■ Stored records ■
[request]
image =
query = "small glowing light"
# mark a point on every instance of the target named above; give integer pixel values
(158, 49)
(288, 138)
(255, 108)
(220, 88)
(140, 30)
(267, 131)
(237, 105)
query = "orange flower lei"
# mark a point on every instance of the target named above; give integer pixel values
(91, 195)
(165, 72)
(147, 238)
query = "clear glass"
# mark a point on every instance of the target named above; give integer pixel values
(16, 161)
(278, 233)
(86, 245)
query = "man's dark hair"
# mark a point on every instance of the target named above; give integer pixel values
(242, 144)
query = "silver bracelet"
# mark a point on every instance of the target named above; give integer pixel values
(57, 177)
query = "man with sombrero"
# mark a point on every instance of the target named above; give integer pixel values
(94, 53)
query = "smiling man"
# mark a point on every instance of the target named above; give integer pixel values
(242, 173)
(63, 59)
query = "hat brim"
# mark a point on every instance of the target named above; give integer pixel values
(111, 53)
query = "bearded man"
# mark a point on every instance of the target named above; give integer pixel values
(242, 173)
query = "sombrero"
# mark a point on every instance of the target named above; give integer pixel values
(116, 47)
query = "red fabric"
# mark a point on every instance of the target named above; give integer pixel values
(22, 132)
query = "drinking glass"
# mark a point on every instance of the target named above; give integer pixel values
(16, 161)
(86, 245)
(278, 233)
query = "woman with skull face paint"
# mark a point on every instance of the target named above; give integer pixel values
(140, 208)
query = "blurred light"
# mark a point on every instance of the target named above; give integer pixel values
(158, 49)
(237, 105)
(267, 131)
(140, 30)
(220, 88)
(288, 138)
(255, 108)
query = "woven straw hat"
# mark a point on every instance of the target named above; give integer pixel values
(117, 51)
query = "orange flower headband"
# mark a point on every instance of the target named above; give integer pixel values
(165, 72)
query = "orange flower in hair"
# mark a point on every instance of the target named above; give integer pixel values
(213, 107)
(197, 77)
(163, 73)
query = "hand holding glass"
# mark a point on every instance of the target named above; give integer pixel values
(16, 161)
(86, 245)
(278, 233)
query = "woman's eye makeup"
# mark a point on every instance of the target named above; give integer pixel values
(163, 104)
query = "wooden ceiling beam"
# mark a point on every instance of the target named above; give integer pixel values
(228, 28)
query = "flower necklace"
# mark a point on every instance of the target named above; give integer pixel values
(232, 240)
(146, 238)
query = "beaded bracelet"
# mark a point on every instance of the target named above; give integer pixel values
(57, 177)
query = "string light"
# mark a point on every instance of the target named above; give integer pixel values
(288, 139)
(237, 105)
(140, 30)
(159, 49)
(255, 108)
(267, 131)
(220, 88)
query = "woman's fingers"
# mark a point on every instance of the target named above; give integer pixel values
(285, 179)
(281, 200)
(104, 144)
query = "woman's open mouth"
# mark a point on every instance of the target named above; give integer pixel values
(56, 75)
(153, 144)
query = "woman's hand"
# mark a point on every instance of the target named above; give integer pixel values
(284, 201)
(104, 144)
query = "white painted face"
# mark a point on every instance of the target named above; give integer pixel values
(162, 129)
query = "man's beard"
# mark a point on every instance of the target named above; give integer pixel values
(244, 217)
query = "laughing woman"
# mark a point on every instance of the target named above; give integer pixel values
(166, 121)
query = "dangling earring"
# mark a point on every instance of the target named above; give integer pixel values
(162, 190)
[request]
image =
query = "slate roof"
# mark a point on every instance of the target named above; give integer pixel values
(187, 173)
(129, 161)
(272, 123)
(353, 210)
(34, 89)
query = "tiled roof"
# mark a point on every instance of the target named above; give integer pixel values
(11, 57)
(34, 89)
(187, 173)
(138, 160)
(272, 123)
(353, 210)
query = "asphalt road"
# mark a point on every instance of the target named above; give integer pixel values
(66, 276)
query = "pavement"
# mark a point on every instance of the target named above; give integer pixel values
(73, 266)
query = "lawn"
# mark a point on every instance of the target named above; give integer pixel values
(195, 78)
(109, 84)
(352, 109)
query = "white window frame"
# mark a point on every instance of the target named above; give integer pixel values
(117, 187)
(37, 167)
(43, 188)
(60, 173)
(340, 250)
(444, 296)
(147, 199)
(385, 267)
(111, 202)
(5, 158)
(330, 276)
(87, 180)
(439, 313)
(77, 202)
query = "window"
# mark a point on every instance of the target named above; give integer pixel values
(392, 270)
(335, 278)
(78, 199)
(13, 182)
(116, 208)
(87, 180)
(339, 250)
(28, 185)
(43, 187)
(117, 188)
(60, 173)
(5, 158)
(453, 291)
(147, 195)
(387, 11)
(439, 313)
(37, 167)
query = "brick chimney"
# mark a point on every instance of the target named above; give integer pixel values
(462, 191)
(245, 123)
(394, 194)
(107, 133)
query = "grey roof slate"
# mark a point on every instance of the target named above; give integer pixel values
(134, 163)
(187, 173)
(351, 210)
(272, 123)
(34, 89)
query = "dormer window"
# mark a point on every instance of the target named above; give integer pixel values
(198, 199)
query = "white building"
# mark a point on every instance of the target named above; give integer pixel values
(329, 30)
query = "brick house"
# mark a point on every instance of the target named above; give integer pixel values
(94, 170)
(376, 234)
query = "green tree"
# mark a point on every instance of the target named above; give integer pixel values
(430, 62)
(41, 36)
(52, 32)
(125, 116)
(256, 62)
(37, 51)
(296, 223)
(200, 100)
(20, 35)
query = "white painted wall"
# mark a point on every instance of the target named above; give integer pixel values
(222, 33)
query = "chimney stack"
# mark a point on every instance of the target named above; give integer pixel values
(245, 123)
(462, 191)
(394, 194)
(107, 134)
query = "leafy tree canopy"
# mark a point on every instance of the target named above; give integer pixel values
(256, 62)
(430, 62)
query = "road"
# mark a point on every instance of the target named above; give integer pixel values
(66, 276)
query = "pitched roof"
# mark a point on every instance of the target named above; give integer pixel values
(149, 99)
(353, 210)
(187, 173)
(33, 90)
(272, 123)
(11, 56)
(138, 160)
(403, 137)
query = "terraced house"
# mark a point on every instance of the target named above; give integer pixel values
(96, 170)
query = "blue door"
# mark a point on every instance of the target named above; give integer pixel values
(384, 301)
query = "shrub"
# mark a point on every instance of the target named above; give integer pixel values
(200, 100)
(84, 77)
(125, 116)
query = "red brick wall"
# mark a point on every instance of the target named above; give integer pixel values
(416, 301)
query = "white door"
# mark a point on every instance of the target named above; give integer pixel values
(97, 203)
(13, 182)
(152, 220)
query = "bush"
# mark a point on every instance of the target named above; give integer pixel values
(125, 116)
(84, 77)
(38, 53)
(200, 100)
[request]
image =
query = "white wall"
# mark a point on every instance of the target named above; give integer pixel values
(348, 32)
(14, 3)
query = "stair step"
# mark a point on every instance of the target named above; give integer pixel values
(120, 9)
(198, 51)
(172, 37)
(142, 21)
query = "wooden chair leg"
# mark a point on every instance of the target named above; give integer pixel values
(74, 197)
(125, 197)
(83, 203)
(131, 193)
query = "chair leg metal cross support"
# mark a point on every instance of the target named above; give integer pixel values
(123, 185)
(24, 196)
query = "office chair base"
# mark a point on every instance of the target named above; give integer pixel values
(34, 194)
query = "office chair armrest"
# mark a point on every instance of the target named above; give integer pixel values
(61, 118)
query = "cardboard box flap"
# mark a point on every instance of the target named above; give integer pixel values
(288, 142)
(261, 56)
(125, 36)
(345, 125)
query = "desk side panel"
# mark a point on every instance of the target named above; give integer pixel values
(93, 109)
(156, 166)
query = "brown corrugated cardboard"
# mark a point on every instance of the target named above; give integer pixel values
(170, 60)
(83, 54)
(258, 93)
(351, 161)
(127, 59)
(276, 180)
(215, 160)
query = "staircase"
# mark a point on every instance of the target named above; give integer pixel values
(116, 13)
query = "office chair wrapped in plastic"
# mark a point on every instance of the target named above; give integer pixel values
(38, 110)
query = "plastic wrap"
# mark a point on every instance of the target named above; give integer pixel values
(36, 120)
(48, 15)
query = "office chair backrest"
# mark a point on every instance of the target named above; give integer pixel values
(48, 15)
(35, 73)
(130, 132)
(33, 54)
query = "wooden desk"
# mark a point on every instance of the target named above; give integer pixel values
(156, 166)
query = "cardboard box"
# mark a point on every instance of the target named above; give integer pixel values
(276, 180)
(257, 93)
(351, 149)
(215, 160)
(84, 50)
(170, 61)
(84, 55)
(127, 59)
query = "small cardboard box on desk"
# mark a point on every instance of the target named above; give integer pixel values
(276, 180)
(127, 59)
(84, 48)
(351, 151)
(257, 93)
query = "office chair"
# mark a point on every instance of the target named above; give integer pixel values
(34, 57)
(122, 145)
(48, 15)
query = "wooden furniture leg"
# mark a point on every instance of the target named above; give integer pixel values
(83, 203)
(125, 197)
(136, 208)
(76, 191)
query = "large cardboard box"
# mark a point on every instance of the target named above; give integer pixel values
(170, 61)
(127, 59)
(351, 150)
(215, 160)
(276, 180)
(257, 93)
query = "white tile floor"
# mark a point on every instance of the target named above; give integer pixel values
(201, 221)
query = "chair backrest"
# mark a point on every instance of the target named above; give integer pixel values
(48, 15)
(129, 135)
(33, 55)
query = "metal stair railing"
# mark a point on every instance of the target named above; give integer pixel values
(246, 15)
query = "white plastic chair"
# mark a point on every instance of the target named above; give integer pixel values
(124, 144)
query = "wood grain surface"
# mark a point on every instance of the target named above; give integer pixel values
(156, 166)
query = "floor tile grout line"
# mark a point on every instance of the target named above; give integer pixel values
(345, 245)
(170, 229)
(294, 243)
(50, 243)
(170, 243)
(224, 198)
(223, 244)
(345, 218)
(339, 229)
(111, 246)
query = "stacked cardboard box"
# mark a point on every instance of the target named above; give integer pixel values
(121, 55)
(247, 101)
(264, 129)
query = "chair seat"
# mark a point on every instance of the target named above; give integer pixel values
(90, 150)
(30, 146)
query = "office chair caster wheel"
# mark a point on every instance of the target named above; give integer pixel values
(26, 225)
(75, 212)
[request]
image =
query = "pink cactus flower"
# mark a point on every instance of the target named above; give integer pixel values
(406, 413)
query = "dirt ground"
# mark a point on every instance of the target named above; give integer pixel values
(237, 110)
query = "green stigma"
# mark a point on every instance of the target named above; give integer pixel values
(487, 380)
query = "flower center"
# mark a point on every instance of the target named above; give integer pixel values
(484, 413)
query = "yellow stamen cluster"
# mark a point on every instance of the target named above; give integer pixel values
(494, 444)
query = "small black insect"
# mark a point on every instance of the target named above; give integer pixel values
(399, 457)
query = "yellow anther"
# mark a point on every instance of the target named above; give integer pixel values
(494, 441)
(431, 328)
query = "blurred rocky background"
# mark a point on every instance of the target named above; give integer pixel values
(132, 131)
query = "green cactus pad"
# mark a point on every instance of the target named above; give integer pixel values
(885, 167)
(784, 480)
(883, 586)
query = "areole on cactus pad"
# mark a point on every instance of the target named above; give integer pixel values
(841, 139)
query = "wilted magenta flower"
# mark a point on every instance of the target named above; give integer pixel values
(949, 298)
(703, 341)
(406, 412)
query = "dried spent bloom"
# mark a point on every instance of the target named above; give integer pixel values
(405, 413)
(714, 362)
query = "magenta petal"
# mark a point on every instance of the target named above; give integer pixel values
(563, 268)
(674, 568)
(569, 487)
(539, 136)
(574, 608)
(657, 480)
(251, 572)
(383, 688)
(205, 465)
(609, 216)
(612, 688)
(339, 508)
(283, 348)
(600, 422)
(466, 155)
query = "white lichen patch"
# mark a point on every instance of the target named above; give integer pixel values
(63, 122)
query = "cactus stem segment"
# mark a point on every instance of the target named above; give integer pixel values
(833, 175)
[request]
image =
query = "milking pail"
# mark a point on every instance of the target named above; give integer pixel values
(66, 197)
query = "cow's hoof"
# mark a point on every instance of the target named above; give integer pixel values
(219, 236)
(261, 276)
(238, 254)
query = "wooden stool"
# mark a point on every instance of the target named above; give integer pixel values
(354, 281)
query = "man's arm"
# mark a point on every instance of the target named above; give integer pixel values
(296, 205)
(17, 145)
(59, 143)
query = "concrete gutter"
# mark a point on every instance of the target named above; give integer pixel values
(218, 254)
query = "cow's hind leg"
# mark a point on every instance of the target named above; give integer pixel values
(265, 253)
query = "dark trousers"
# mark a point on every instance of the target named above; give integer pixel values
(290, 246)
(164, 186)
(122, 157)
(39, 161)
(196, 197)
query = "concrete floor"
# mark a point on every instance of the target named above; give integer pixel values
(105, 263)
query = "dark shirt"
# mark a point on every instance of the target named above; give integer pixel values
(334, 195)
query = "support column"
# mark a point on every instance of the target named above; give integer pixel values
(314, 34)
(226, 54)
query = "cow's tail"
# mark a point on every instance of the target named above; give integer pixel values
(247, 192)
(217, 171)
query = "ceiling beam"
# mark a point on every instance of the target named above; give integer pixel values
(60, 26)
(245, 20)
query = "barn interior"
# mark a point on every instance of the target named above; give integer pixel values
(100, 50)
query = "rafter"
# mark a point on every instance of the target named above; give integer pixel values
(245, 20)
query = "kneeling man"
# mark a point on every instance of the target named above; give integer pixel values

■ What to work on ■
If a line of the entries above holds "yellow", count it, then report the total alone.

■ Reply ■
2